**Data excerpts**.
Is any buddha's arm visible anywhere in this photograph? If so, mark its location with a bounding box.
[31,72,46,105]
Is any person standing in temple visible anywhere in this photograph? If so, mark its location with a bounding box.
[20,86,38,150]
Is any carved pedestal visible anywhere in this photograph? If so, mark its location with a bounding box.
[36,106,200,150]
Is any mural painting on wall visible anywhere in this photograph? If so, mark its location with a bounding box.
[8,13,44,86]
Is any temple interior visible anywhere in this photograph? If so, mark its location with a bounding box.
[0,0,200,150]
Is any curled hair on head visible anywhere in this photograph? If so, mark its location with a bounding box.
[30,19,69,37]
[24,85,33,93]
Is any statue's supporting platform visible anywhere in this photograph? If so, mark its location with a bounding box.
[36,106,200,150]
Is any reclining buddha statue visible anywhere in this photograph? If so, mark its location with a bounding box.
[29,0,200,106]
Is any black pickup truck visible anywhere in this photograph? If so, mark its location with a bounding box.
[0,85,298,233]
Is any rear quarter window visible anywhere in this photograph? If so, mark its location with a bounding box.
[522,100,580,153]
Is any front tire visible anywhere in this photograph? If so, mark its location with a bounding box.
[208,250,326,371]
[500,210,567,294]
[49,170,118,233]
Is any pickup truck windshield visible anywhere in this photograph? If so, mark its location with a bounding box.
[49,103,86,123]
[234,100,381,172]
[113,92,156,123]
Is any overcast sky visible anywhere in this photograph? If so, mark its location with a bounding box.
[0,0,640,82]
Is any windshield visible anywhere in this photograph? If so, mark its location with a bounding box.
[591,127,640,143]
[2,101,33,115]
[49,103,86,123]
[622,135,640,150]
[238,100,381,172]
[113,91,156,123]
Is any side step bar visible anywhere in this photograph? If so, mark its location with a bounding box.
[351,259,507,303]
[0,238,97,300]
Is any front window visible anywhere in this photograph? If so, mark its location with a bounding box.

**Task prompt**. Beginning at the line in the listing above that contains "Is any rear", copy out each line verbatim, and stop after the line that contains "[49,170,118,233]".

**Finished task**.
Is any rear quarter window visible anywhere in this photograph? If so, mark its location with a bounding box.
[522,100,580,153]
Is any front tire visible anywhere in this photograph? If so, mark its location with a bounding box.
[208,250,326,371]
[500,210,567,294]
[49,170,118,233]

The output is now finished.